(Referring expression data)
══════════════════════════════

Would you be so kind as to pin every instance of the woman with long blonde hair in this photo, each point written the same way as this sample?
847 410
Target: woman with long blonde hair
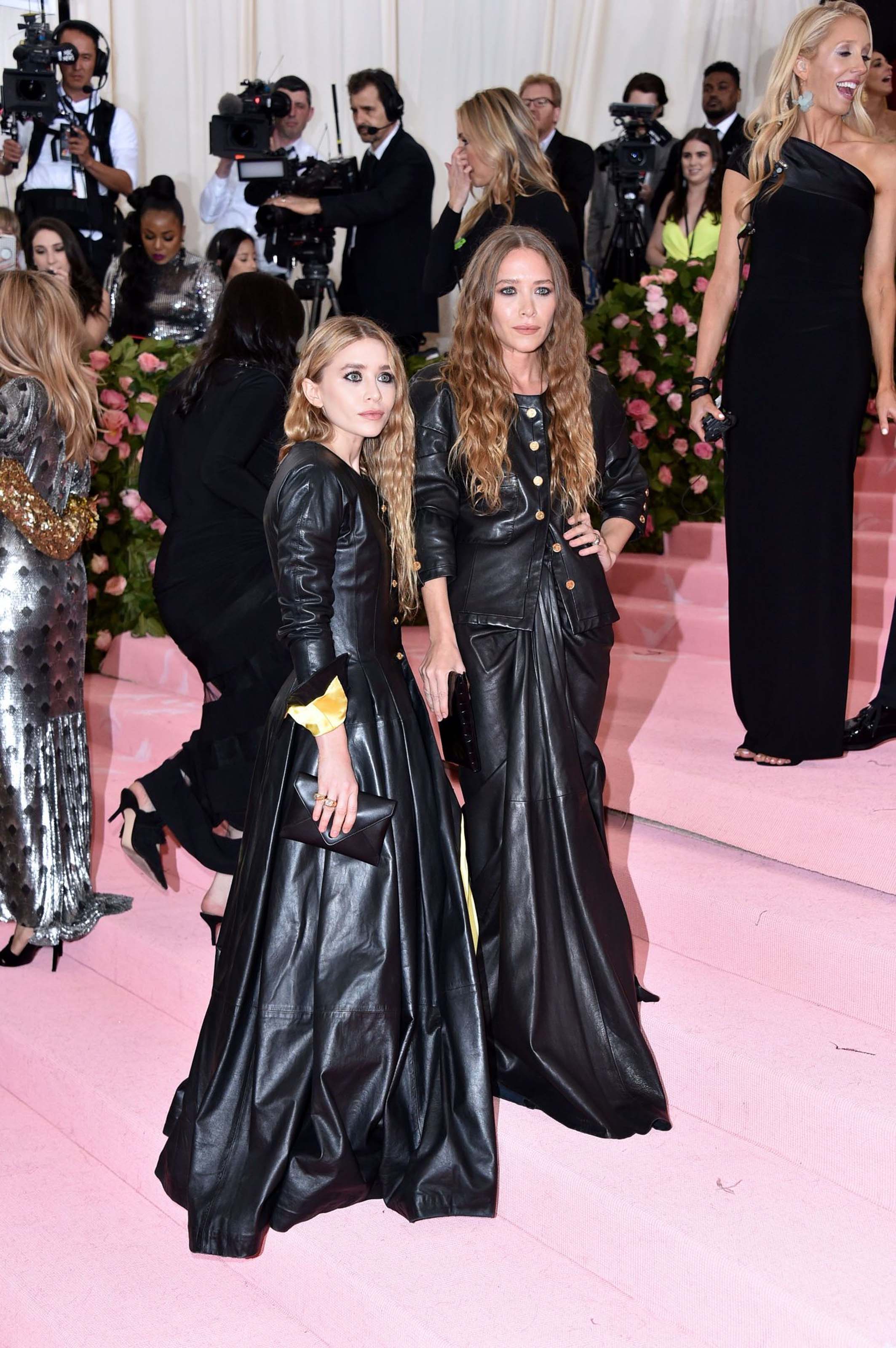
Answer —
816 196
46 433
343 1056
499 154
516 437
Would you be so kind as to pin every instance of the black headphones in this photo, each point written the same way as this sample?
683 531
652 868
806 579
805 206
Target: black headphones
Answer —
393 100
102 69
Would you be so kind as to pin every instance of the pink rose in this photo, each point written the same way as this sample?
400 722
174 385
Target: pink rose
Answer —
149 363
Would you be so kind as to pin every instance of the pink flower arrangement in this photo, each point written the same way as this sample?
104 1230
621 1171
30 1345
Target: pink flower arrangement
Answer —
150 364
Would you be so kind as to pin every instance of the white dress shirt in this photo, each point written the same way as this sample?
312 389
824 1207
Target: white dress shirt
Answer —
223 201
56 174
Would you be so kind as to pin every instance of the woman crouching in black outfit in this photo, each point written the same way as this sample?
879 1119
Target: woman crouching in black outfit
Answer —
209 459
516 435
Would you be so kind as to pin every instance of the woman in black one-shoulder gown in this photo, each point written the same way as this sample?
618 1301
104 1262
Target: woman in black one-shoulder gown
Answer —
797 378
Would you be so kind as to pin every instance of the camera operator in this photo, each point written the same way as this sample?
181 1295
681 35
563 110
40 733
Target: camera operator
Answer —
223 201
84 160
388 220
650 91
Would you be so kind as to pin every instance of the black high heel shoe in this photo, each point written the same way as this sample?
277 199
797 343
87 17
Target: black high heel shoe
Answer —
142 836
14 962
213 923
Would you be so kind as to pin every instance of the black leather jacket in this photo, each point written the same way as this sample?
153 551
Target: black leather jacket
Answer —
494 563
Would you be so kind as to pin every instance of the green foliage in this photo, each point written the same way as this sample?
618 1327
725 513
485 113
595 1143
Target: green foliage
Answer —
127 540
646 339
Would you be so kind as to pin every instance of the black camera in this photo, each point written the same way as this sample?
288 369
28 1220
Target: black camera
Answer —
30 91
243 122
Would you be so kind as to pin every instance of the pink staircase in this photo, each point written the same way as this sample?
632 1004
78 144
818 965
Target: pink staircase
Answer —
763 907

══════════════════════════════

TASK PROMPT:
Hand back the records above exactly as they are, pictures excluded.

REPLY TO THE EXERCISE:
Would you be so kind as to pin every instance of the woman with long blonde hair in this photo, each point written the same way as this sample?
847 410
Target: woman with long blonde hair
Answer —
816 196
46 433
343 1056
499 154
516 437
Would you be so kind as to pin every instance of the black headphones in this photo, each point written the same way as this sample?
683 531
652 868
806 579
805 206
Target: black headphones
Answer —
393 100
102 69
Would you be so kind as to pin every instance of the pink rose in this photo, each point written the same way as this sample?
400 722
174 385
Target: pink rose
Answer —
149 363
Would you be so kind as to pin every instance of the pink flower arrangement in this photo, each point written the same way as this sample?
104 1230
621 1171
30 1345
Target: pink flower arrangement
Answer —
150 364
Would you be so kind as to pin every instance of the white dress shirt in this photo, each point written the same way as this sample?
312 389
824 1207
Target: white dress shirt
Answer —
223 201
56 174
Would you be so kind as to pin every instance of the woman crouching in black outfit in this photo, each point written the same way as this sample?
879 1119
Target: woman crouching in black outfit
Answer —
209 459
516 435
Would you be so kind as to pin every instance of the woman in black one-shoulder gown in this photo, each point written the same way as this sample?
618 1301
104 1262
Target: woman in black one-shoulder gown
Answer —
797 378
Would you be so kind as to pin every instance of the camera operator in this photo, each point written the same way as this sample?
181 1295
681 35
563 110
40 733
Target: camera operator
Answer —
223 201
84 160
388 220
650 91
Would you be so kind as to pin every instance of the black high heel shoe in this photo, each point written the same way as this sample?
277 199
797 343
87 17
Target: black high heel shoe
Answer —
142 836
14 962
213 923
Would you be so kind as to pin every instance of the black leather jacket in this photo, each point written the same way as this sample?
153 551
Target: black leather jacket
Answer —
494 563
Would you be so kind as to pin every instance of the green foliage in this photo, each point written the same way as this sample?
618 1327
725 513
485 113
595 1143
Target: green foliage
Answer —
127 540
646 339
Would you be so kind as to pin every instance of the black camera in this photo, each point written the same way as this sample?
288 369
28 1220
Target: black camera
Answer —
30 91
243 122
Would you be so kind as to pin every instance of the pink staircase in this photo, each point written the same way as this sample?
632 1004
78 144
818 965
Target: pink staircase
Answer —
763 907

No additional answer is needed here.